-- INSTRUCTIONS TO FOLLOW --
Recast the material below as a numbered list, leaving out any blank lines.

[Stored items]
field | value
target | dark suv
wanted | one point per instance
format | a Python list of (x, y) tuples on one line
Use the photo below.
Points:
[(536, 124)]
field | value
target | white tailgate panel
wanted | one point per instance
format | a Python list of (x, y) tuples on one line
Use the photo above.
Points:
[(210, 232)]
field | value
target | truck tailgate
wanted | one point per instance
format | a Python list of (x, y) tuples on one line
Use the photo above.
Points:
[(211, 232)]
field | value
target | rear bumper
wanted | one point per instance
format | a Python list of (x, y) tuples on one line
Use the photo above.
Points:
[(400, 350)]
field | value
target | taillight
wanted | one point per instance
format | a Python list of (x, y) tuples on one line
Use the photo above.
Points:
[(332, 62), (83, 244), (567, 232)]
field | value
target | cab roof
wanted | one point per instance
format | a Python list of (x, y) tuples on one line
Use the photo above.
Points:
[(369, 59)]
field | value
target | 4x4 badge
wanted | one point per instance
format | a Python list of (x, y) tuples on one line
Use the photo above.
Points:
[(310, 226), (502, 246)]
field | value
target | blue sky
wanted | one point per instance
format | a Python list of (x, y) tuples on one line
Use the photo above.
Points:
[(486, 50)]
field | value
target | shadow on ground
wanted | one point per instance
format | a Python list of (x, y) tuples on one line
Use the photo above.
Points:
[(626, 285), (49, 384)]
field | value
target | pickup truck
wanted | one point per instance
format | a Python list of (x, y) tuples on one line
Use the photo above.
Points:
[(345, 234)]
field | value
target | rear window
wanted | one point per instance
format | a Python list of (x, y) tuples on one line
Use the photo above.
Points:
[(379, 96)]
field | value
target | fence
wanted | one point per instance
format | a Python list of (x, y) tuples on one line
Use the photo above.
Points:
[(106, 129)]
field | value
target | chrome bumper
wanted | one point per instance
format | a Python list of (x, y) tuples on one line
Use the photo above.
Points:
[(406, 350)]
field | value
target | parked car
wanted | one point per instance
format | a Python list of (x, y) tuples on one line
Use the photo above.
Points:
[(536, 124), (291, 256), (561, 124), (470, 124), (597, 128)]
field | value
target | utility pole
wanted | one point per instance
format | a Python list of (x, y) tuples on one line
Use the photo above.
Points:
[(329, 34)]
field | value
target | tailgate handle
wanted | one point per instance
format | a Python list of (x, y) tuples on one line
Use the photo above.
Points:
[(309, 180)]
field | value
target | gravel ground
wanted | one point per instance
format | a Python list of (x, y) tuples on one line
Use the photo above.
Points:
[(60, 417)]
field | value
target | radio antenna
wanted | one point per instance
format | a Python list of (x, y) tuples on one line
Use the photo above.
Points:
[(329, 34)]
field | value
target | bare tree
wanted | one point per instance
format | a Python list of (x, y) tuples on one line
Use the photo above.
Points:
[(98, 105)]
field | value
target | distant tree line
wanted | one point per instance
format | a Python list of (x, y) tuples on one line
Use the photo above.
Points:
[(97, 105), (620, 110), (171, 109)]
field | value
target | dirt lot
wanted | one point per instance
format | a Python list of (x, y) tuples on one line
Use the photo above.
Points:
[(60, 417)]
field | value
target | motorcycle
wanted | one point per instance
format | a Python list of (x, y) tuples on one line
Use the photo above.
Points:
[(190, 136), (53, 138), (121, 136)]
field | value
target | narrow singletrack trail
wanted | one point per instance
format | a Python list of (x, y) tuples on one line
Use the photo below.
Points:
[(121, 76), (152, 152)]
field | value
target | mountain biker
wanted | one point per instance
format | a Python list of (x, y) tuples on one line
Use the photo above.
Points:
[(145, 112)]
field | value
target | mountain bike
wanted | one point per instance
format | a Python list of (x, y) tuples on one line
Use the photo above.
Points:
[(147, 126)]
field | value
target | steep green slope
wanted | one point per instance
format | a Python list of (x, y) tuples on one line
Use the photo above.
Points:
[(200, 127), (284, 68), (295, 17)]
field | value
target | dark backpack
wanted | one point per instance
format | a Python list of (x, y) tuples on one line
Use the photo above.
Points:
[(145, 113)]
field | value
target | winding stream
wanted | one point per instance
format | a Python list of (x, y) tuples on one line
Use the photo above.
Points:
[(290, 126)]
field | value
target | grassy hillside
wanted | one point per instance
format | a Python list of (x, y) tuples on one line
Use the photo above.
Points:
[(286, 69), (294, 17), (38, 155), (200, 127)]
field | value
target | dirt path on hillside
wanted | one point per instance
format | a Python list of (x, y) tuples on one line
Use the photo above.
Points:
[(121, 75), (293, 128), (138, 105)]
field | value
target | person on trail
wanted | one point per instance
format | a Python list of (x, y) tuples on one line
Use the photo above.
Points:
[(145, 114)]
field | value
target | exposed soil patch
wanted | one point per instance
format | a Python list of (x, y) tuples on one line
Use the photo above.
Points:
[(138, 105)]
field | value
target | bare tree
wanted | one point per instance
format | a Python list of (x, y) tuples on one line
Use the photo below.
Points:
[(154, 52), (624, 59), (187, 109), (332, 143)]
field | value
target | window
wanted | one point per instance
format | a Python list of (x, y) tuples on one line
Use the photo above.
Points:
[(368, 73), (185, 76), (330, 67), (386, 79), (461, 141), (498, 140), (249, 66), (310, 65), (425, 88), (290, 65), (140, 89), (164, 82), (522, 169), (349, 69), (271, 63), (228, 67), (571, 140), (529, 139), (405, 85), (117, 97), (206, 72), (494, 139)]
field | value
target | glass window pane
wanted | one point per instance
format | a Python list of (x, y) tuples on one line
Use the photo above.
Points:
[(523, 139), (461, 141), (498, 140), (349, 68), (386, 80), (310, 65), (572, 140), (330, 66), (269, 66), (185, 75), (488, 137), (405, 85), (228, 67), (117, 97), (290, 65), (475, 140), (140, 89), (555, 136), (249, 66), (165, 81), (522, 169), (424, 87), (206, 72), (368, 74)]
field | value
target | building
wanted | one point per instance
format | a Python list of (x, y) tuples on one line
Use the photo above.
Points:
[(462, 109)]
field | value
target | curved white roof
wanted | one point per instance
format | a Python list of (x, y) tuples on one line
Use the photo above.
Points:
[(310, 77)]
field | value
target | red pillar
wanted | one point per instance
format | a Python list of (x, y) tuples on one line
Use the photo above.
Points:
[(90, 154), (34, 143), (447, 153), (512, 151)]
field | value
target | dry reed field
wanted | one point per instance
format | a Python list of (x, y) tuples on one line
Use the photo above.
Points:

-- SOLUTION FOR THIS TASK --
1. field | value
2. target | dark suv
3. wanted | one point per instance
4. format | a Python list of (x, y) tuples on one line
5. Use the photo below.
6. Points:
7. [(536, 124)]
8. field | value
9. target | white tailgate panel
10. wanted | one point per instance
11. format | a Python list of (x, y) tuples on one line
12. Use the photo above.
13. Points:
14. [(210, 232)]
15. field | value
16. target | truck tailgate
17. wanted | one point per instance
18. format | a Python list of (x, y) tuples on one line
19. Use the photo above.
20. Points:
21. [(211, 232)]
22. field | value
23. target | rear bumper
24. wanted | one point per instance
25. format | a Python list of (x, y) tuples on one line
26. Use the photo above.
27. Points:
28. [(400, 350)]
29. field | value
30. target | taillight
31. wanted | one point per instance
32. format | a Python list of (x, y) tuples on one line
33. Use the photo above.
34. Points:
35. [(332, 62), (83, 244), (567, 232)]
36. field | value
37. target | cab roof
38. wanted | one point per instance
39. format | a Python list of (x, y) tuples on one line
40. Use the photo above.
41. Points:
42. [(369, 59)]
43. field | value
44. target | 4x4 badge
45. wanted | one point per instance
46. format | a Python list of (x, y) tuples on one line
47. Use the photo above.
48. Points:
49. [(310, 226), (502, 246)]
50. field | value
51. target | blue sky
52. wanted | one point per instance
53. format | a Python list of (x, y) tuples on one line
54. Use the photo above.
55. Points:
56. [(486, 50)]
57. field | value
58. target | shadow on ground
59. wanted | one point per instance
60. format | a Python list of (x, y) tuples on one line
61. Use the photo above.
62. Points:
63. [(626, 285), (49, 384)]
64. field | value
65. target | pickup truck
66. wanted | one point per instance
67. format | a Python list of (x, y) tuples on one line
68. Use the photo above.
69. Points:
70. [(345, 234)]
71. field | value
72. target | rear window
73. wanted | one point per instance
74. format | a Python list of (x, y) tuples on one line
75. Use the photo above.
76. Points:
77. [(379, 96)]
78. field | value
79. target | fence
80. wanted | one point per instance
81. format | a Python list of (x, y) tuples on one line
82. Use the photo above.
83. Points:
84. [(106, 129)]
85. field | value
86. target | chrome bumper
87. wanted | one point per instance
88. format | a Python list of (x, y) tuples on one line
89. Use the photo above.
90. Points:
91. [(406, 350)]
92. field | value
93. target | parked car
94. wanted | one point per instance
95. format | a Python list of (x, y) tuples on one line
96. Use the photo above.
97. Points:
98. [(536, 124), (291, 256), (561, 124), (470, 124), (597, 128)]
99. field | value
100. target | utility pole
101. wanted | one point per instance
102. format | a Python list of (x, y) tuples on one line
103. Use the photo above.
104. Points:
105. [(329, 34)]
106. field | value
107. target | tailgate handle
108. wanted | one point per instance
109. format | a Python list of (x, y) tuples on one line
110. Use the photo above.
111. Points:
112. [(309, 180)]
113. field | value
114. target | gravel ground
115. wanted | one point per instance
116. format | a Python list of (x, y) tuples on one line
117. Use the photo above.
118. Points:
119. [(60, 417)]
120. field | value
121. target | radio antenna
122. wanted | one point per instance
123. format | a Python list of (x, y) tuples on one line
124. Use the photo above.
125. Points:
126. [(329, 34)]
127. field | value
128. target | bare tree
129. wanted | one point per instance
130. format | a Python list of (x, y) tuples on one line
131. Use the photo above.
132. Points:
133. [(98, 105)]
134. field | value
135. target | distant tree line
136. wanted | one point per instance
137. format | a Python list of (x, y) tuples on one line
138. Use the photo above.
139. Points:
140. [(97, 105), (620, 110), (171, 109)]
141. field | value
142. target | dirt lot
143. wanted | one point per instance
144. format | a Python list of (x, y) tuples on one line
145. Use the photo above.
146. Points:
147. [(60, 417)]
148. field | value
149. target | motorcycle
150. wanted | one point per instance
151. format | a Python list of (x, y) tuples on one line
152. Use the photo above.
153. Points:
154. [(190, 136), (53, 138), (121, 136)]
155. field | value
156. target | narrow singletrack trail
157. wanted | one point per instance
158. format | a Python list of (x, y) tuples on one line
159. Use the photo below.
160. Points:
161. [(121, 76), (152, 152)]
162. field | value
163. target | mountain biker
164. wanted | one point per instance
165. format | a Python list of (x, y) tuples on one line
166. Use the photo above.
167. Points:
168. [(145, 112)]
169. field | value
170. target | mountain bike
171. wanted | one point per instance
172. format | a Python list of (x, y) tuples on one line
173. Use the photo above.
174. Points:
175. [(147, 126)]
176. field | value
177. target | steep green slope
178. wanted | one point per instance
179. format | a Python list of (x, y) tuples on one line
180. Use the photo above.
181. Points:
182. [(200, 127), (284, 68), (295, 17)]
183. field | value
184. target | dark backpack
185. wanted | one point per instance
186. format | a Python list of (x, y) tuples on one line
187. Use the photo above.
188. Points:
189. [(145, 113)]
190. field | value
191. target | winding stream
192. wanted | one point per instance
193. format | a Python list of (x, y) tuples on one line
194. Use the photo above.
195. Points:
196. [(290, 126)]
197. field | value
198. target | grassy hillside
199. wanted | one point per instance
200. format | a Python list of (x, y) tuples on one line
201. Use the photo above.
202. Points:
203. [(286, 69), (294, 17), (38, 155), (200, 127)]
204. field | value
205. target | dirt path on hillside
206. wanted | one point per instance
207. format | a Python list of (x, y) tuples on one line
208. Use the photo above.
209. Points:
210. [(121, 75), (293, 128), (138, 105)]
211. field | value
212. target | person on trail
213. wanted | one point per instance
214. format | a Python list of (x, y) tuples on one line
215. Use the photo above.
216. Points:
217. [(145, 114)]
218. field | value
219. target | exposed soil patch
220. wanted | one point per instance
221. format | a Python list of (x, y) tuples on one line
222. Use the photo above.
223. Points:
224. [(138, 105)]
225. field | value
226. target | bare tree
227. wanted | one point per instance
228. format | a Python list of (x, y) tuples on one line
229. Use the photo below.
230. Points:
231. [(154, 52), (624, 59), (187, 109), (332, 143)]
232. field | value
233. target | window
234. wanted | one point per instance
235. format | a Python list of (x, y) tuples on one line
236. Use the photo above.
237. Points:
238. [(368, 73), (185, 76), (330, 67), (386, 79), (461, 141), (498, 140), (249, 66), (310, 65), (425, 88), (290, 65), (140, 89), (164, 82), (522, 169), (349, 69), (271, 63), (228, 67), (571, 140), (529, 139), (405, 85), (117, 97), (206, 72), (494, 139)]
239. field | value
240. target | glass window pane
241. wanted | one point per instance
242. format | a Python list of (x, y) tuples on one line
243. Use the photo above.
244. Points:
245. [(523, 139), (461, 141), (498, 140), (349, 68), (386, 80), (310, 65), (572, 140), (330, 66), (269, 66), (185, 75), (488, 137), (405, 85), (228, 67), (117, 97), (290, 65), (475, 140), (140, 89), (555, 136), (249, 66), (165, 81), (522, 169), (424, 87), (206, 72), (368, 74)]
246. field | value
247. target | building
248. wanted | one point per instance
249. format | a Python list of (x, y) tuples on one line
250. Use the photo above.
251. Points:
252. [(462, 109)]
253. field | value
254. target | curved white roof
255. wanted | one point per instance
256. format | a Python list of (x, y) tuples on one line
257. Use the photo above.
258. Points:
259. [(310, 77)]
260. field | value
261. target | red pillar
262. wanted | one point per instance
263. format | a Python list of (x, y) tuples on one line
264. Use the photo above.
265. Points:
266. [(90, 154), (34, 143), (447, 153), (512, 151)]
267. field | value
268. target | dry reed field
269. wanted | one point per instance
270. format | a Python list of (x, y) tuples on one line
271. Use the photo above.
272. Points:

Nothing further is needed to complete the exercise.